=== Selected text ===
========================
Why did Jesus need a body? It’s such a foundational question but it’s also one we typically don’t dwell on except maybe around Christmas. In 1995, John Piper expanded on this question at the end of a sermon on Ephesians 4:32–5:2. Here’s what he said:
Now turn your attention for just one last minute or two away from the life to the sacrifice, the sacrifice, the costliness of this life being laid down. You know, one of the differences between the 19-year-old boy and Jesus is that, in order for Jesus to suffer and die, he had to plan it way ahead of time because, as the logos [word] who existed before creation, he couldn’t die — immortal. He didn’t have any body. He could not die. And yet he wanted to die for you. So he planned the whole thing by clothing himself with a body so that he could get hungry and get weary and get sore feet.
The incarnation is the preparation of nerve endings for the nails. That is what the incarnation is. The incarnation is the preparation of a brow for thorns to press through. He needed to have a broad back so that there was a place for the whip. He needed to have feet so that there was a place for spikes. He needed to have a side so that there was a place for the sword to go in. He needed cheeks, fleshy cheeks, so that Judas would have a place to kiss and there would be a place for the spit to run down that the soldiers put on him. He needed a brain and a spinal column with no vinegar and no gall so that the exquisiteness of the pain could be fully felt.
========================
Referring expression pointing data
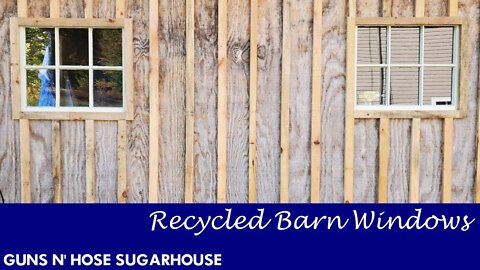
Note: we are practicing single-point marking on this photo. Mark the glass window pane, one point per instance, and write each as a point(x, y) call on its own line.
point(372, 45)
point(438, 45)
point(404, 86)
point(405, 45)
point(107, 47)
point(74, 88)
point(41, 88)
point(74, 47)
point(437, 86)
point(371, 86)
point(40, 46)
point(108, 88)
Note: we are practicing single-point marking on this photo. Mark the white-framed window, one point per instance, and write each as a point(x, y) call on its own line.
point(73, 69)
point(405, 67)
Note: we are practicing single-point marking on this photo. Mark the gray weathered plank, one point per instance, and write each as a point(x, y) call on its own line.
point(72, 8)
point(268, 100)
point(106, 161)
point(41, 135)
point(366, 135)
point(463, 173)
point(206, 72)
point(399, 166)
point(73, 132)
point(333, 103)
point(103, 8)
point(9, 139)
point(431, 135)
point(238, 100)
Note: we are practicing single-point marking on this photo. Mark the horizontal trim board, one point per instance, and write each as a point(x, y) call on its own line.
point(408, 114)
point(72, 23)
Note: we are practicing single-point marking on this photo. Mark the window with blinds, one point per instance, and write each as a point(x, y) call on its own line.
point(407, 67)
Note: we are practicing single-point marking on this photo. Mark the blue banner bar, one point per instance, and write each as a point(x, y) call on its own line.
point(257, 236)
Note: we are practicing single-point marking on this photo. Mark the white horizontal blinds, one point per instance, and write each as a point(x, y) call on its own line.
point(406, 65)
point(371, 85)
point(371, 56)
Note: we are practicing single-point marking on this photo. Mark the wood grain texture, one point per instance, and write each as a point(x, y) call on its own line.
point(56, 133)
point(222, 102)
point(206, 75)
point(383, 160)
point(41, 176)
point(41, 135)
point(26, 186)
point(137, 134)
point(122, 170)
point(90, 162)
point(315, 144)
point(190, 100)
point(72, 8)
point(403, 8)
point(399, 165)
point(153, 182)
point(106, 161)
point(419, 8)
point(285, 103)
point(366, 137)
point(414, 186)
point(431, 136)
point(104, 8)
point(268, 100)
point(73, 161)
point(172, 100)
point(238, 70)
point(463, 167)
point(447, 160)
point(9, 140)
point(300, 100)
point(333, 103)
point(252, 137)
point(73, 132)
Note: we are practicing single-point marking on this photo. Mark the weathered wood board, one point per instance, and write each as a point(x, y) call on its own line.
point(206, 75)
point(172, 100)
point(9, 138)
point(172, 116)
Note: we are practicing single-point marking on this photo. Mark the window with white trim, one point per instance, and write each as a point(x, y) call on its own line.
point(407, 67)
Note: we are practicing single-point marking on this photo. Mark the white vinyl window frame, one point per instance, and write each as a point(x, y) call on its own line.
point(20, 67)
point(457, 107)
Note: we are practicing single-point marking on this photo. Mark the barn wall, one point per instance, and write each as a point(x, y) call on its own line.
point(172, 97)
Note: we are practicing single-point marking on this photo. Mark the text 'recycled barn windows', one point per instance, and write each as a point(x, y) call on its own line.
point(73, 69)
point(407, 67)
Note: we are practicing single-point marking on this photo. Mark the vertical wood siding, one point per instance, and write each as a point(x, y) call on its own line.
========================
=== Questions on the material ===
1. In the passage on why Jesus needed a body, reproduce the text word for word, beginning at the words "The incarnation is the preparation of nerve" and stopping after "be fully felt.".
2. In the passage on why Jesus needed a body, list every body part named in a sentence that begins with "He needed".

=== Numbered responses ===
1.
The incarnation is the preparation of nerve endings for the nails. That is what the incarnation is. The incarnation is the preparation of a brow for thorns to press through. He needed to have a broad back so that there was a place for the whip. He needed to have feet so that there was a place for spikes. He needed to have a side so that there was a place for the sword to go in. He needed cheeks, fleshy cheeks, so that Judas would have a place to kiss and there would be a place for the spit to run down that the soldiers put on him. He needed a brain and a spinal column with no vinegar and no gall so that the exquisiteness of the pain could be fully felt.

2.
- broad back
- feet
- side
- cheeks
- brain
- spinal column